— Given problem —
Copy out every one of the lines below word for word, leaving out the pictures.

— Data entries —

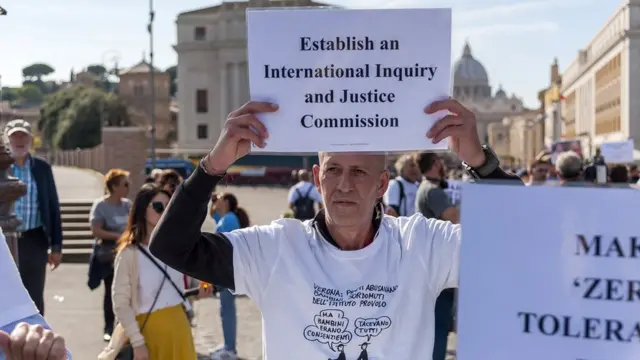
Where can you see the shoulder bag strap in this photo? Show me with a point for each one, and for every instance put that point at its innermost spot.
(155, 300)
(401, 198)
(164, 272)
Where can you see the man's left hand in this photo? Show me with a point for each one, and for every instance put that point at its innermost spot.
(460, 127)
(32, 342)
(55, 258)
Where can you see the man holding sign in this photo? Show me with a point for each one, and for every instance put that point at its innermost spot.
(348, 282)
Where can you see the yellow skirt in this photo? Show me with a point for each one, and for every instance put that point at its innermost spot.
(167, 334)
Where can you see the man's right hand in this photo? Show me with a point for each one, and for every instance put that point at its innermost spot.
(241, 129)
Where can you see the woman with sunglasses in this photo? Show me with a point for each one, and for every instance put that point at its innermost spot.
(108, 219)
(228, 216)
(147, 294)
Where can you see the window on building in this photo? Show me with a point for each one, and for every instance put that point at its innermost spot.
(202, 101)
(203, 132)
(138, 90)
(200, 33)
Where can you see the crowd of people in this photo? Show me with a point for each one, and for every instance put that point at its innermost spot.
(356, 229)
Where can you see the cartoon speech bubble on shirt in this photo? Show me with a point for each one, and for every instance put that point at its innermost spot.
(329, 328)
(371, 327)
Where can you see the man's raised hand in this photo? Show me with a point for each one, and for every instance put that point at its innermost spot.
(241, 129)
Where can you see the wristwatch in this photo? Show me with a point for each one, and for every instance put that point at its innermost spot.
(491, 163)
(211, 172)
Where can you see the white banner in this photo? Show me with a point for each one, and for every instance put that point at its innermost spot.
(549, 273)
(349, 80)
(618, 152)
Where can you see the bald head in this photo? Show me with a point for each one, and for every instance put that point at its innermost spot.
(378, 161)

— Exercise response —
Where can you see the shoulder bag strap in this photo? Show me with a point for each one, and for every instance put that point at its innermost spot.
(155, 300)
(401, 198)
(164, 272)
Where can you see the man's left hand in this photo? Show me with a point for each one, and for every instance put that point at its innermost spot.
(460, 127)
(32, 342)
(55, 258)
Where can you see the man holding sign in this photo? Show me with a point for each one, and for every instance put that point at its innermost spot.
(348, 282)
Where can you see the yellow skirt in this photo? Show me with a point for each one, and for every instance put that point at its innermost spot.
(167, 334)
Where can you see the man's right hand in this photo? Show me with a point for each one, and for every instance put that point at its innermost spot.
(241, 129)
Where can you see the woman with sunglasses in this photo? Show me with a point for each one, and for every instance put that point at its innermost spot.
(108, 219)
(228, 216)
(147, 294)
Where can you see the window on building in this photo? Show me with a point for each one, and for every instance put that point at its innermost spot.
(202, 101)
(203, 132)
(138, 90)
(200, 33)
Where can you see the crowd of people in this photo? Show me with a point for each one, and for every instance put that point at its innermost spot.
(356, 229)
Where can you see the cartoon speech bubble on shirt in this photo? Show me with a point for each one, and for every instance put that point at its innermost spot.
(329, 328)
(371, 327)
Where can you see the man's raised hand in this photo? Show me with a point for each one, and for every instance put that point at its innermost spot.
(241, 129)
Where can you see the wristwatch in this photo? Show me with a point for each one, and for every instance put that point at its innermost spot.
(491, 163)
(211, 172)
Where can you see the white banner in this photo? Show me with a point for each one, and for every instance put that point at its innermost spot.
(549, 273)
(349, 80)
(618, 152)
Where can you see the bald head in this photo? Show me with a point for each one, and for every instance put that point at its innermost spot.
(378, 161)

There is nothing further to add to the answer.